• _Instruction_
Return verbatim the lines from the one containing "Category: raised arm" through the end of the items below, inclusive. Omit the pictures from your answer.

Items stored from a collection:
--- BEGIN ---
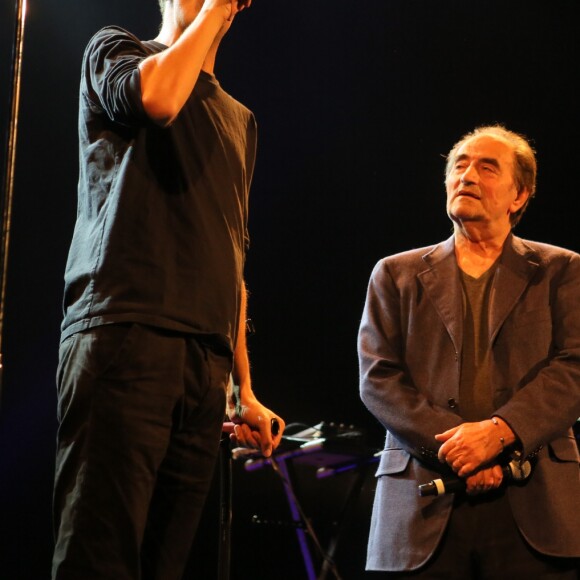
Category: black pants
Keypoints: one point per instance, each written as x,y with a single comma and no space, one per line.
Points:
482,542
141,412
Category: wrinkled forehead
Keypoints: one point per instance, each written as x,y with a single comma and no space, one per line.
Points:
481,147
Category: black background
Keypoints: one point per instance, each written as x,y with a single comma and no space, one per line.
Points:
356,102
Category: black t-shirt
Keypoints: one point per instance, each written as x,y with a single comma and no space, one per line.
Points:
161,229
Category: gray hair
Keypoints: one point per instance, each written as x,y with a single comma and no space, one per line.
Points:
525,166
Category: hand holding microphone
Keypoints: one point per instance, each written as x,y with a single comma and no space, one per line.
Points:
513,471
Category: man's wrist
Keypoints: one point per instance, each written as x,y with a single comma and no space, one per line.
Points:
503,432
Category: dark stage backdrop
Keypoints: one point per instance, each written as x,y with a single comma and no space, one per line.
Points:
356,103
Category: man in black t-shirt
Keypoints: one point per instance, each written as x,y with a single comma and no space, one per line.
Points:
153,348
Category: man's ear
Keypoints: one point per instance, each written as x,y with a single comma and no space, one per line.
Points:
521,199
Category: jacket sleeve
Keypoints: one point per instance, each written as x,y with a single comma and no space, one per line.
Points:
547,402
386,386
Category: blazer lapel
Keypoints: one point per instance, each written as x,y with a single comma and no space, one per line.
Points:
441,284
517,266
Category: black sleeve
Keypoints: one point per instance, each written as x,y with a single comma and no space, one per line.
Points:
111,79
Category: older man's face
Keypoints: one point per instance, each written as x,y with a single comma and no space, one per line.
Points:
481,185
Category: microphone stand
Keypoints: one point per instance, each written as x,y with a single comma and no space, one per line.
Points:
7,193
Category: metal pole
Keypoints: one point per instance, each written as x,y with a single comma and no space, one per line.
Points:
10,165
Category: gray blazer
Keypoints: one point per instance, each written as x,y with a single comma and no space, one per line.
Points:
410,344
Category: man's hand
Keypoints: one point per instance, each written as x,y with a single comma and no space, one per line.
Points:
470,446
256,426
230,7
484,480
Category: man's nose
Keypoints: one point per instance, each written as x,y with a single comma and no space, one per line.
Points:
470,175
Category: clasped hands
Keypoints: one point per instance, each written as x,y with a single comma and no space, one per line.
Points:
470,450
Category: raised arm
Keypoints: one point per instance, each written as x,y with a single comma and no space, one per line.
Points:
168,78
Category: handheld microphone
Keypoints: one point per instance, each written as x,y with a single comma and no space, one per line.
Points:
513,471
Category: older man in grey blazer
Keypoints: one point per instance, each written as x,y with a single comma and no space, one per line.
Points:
470,357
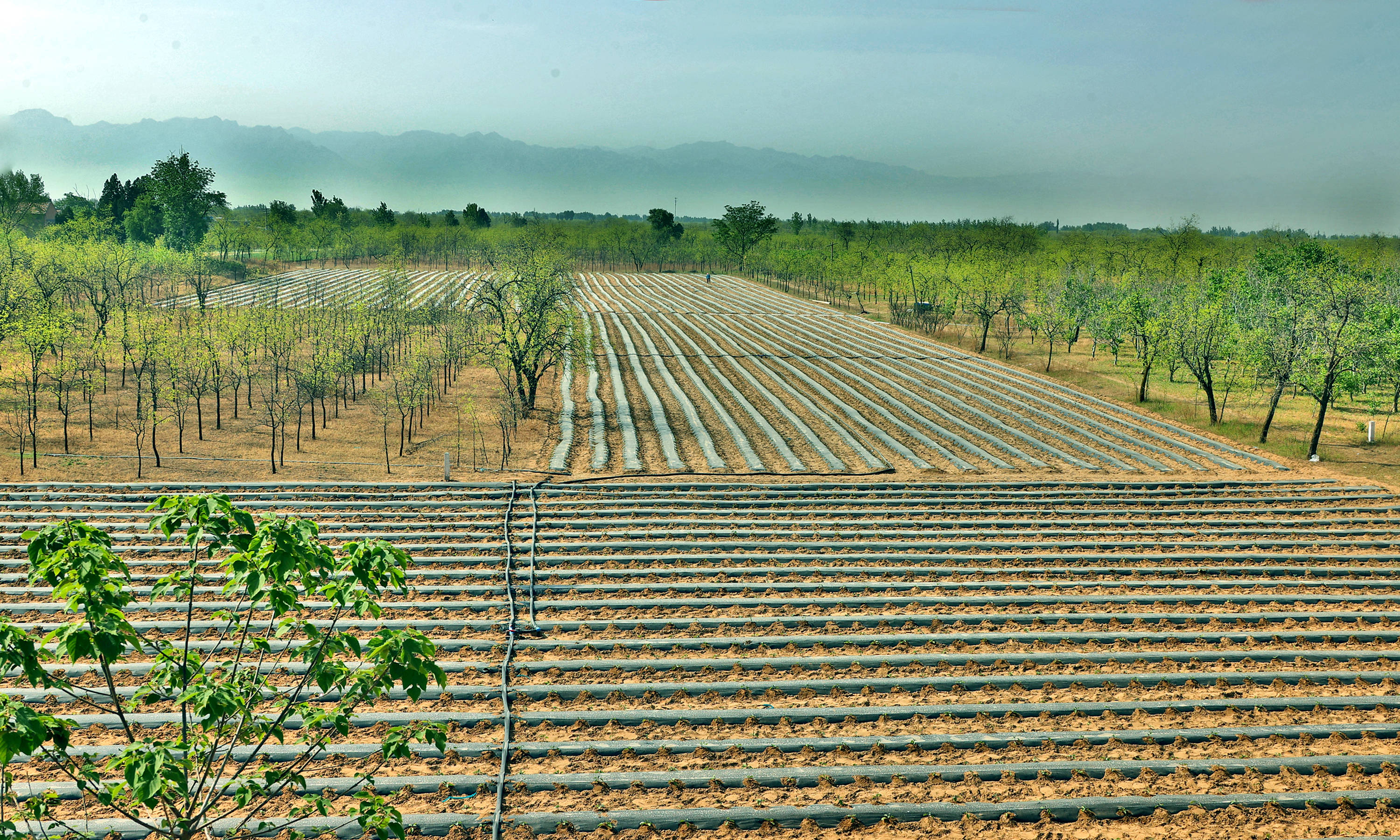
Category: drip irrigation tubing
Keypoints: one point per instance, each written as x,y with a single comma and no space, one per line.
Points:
--- END ---
• _Task output_
Category: raised arm
Keypoints: one point per instance, each written as x,y with a single comma and no space, one per line.
Points:
168,78
Category: handheld microphone
Keypoints: one point per instance, each written as x,y with a single comma and no space, one per line.
Points:
513,471
Category: older man in grey blazer
Keypoints: one point per instance, each written as x,y with a single comma and no space, one per line.
Points:
470,357
Category: drip irrigation tubing
Keypoints: one point per instance, each written as x,y with a single comma and no space, one per line.
Points:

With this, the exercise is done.